Fidel Castro et Ernesto Che Guevara. Photo Cubadebate/AfP/Archives-Roberto Salas
Un
récit de José Fort. Rarement un révolutionnaire, un homme d’Etat aura
provoqué autant de réactions aussi passionnées que Fidel Castro.
Certains l’ont adoré avant de le brûler sur la place publique, d’autres
ont d’abord pris leurs distances avant de se rapprocher de ce personnage
hors du commun. Fidel Castro n’a pas de pareil.
Il
était « Fidel » ou le « Comandante » pour les Cubains et les
latino-américains, pas le « leader maximo », une formule ânonnée par les
adeptes européo-étatsuniens du raccourci facile. Quoi qu’ils en disent,
Fidel Castro restera un géant du XXe siècle.
Le jeune Fidel, fils d’un aisé propriétaire terrien, né il y a 90
ans à Biran dans la province de Holguin, n’affiche pas au départ le
profil d’un futur révolutionnaire. Premières études chez les Jésuites,
puis à l’université de La Havane d’où il sort diplômé en droit en 1950.
Il milite dans des associations d’étudiants, tape dur lors des
affrontements musclés avec la police dans les rues de la capitale, puis
se présente aux élections parlementaires sous la casaque du Parti
orthodoxe, une formation se voulant « incorruptible » et dont le chef,
Chivas, se suicida en direct à la radio. Un compagnon de toujours de
Fidel, Alfredo Guevara, fils d’immigrés andalous et légendaire
inspirateur du cinéma cubain, dira de lui : « Ou c’est un nouveau José
Marti (le héros de l’indépendance), ou ce sera le pire des gangsters ».

ENTRÉES À TRAITER:

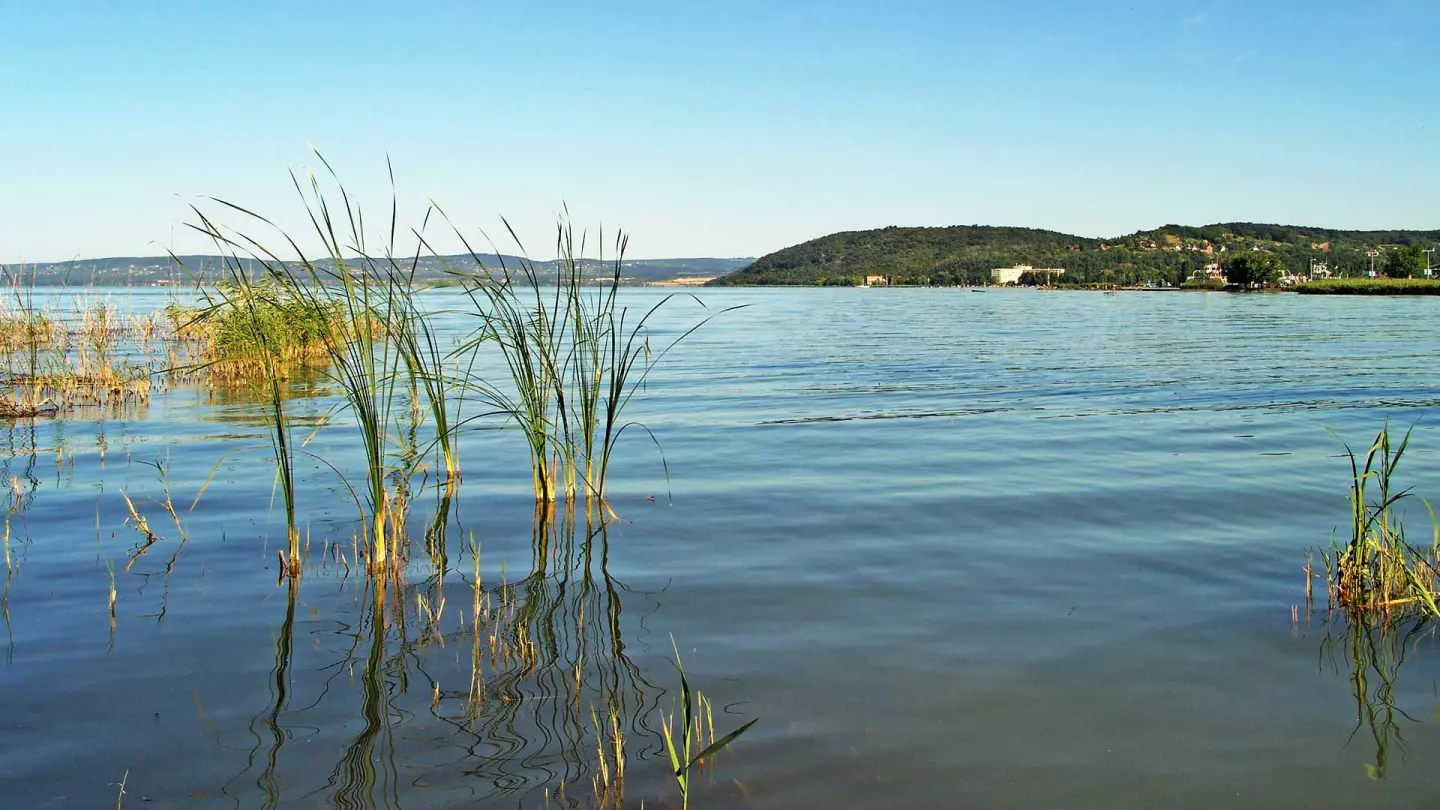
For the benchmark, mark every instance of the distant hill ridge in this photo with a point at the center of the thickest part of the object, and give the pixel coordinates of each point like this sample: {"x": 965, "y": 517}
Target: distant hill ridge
{"x": 189, "y": 268}
{"x": 965, "y": 254}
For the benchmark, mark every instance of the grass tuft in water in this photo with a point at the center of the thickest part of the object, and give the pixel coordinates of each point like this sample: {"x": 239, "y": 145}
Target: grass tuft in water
{"x": 689, "y": 732}
{"x": 1378, "y": 570}
{"x": 575, "y": 353}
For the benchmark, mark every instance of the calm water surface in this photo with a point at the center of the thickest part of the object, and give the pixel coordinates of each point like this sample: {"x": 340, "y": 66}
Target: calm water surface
{"x": 952, "y": 548}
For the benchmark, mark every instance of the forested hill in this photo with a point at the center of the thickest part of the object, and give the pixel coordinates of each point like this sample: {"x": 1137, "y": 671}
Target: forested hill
{"x": 965, "y": 254}
{"x": 428, "y": 270}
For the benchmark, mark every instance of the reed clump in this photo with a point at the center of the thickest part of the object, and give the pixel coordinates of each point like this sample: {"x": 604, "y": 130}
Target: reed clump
{"x": 1378, "y": 570}
{"x": 576, "y": 356}
{"x": 251, "y": 329}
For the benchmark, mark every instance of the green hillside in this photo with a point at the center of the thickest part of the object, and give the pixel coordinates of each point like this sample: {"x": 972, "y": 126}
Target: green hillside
{"x": 965, "y": 254}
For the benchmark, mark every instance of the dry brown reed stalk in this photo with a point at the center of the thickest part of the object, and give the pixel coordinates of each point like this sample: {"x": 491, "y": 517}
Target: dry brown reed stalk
{"x": 1380, "y": 570}
{"x": 609, "y": 755}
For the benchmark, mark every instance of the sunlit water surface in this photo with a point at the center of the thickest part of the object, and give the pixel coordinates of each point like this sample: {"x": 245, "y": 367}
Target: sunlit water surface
{"x": 952, "y": 548}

CONSIGNES:
(1) D'après le document sur Fidel Castro, pour quelle raison l'appellation « leader maximo » ne lui convient-elle pas ? Répondez en une à trois phrases.
(2) Recopiez à l'identique les entrées, depuis la ligne qui contient « For the benchmark, mark every instance of the forested » jusqu'à la fin des entrées, ces deux bornes incluses.

RÉPONSES:
(1) Les Cubains et les Latino-Américains l'appelaient « Fidel » ou le « Comandante », et non « leader maximo ». Cette dernière formule est celle qu'ânonnent les adeptes européo-étatsuniens du raccourci facile.

(2)
For the benchmark, mark every instance of the forested hill in this photo with a point at the center of the thickest part of the object, and give the pixel coordinates of each point like this sample: {"x": 1137, "y": 671}
Target: forested hill
{"x": 965, "y": 254}
{"x": 428, "y": 270}
For the benchmark, mark every instance of the reed clump in this photo with a point at the center of the thickest part of the object, and give the pixel coordinates of each point like this sample: {"x": 604, "y": 130}
Target: reed clump
{"x": 1378, "y": 570}
{"x": 576, "y": 356}
{"x": 251, "y": 329}
For the benchmark, mark every instance of the green hillside in this photo with a point at the center of the thickest part of the object, and give the pixel coordinates of each point like this sample: {"x": 972, "y": 126}
Target: green hillside
{"x": 965, "y": 254}
For the benchmark, mark every instance of the dry brown reed stalk in this photo with a point at the center of the thickest part of the object, and give the pixel coordinates of each point like this sample: {"x": 491, "y": 517}
Target: dry brown reed stalk
{"x": 1380, "y": 570}
{"x": 609, "y": 755}
For the benchmark, mark every instance of the sunlit water surface in this photo with a point at the center of the thickest part of the object, and give the pixel coordinates of each point like this sample: {"x": 245, "y": 367}
Target: sunlit water surface
{"x": 952, "y": 548}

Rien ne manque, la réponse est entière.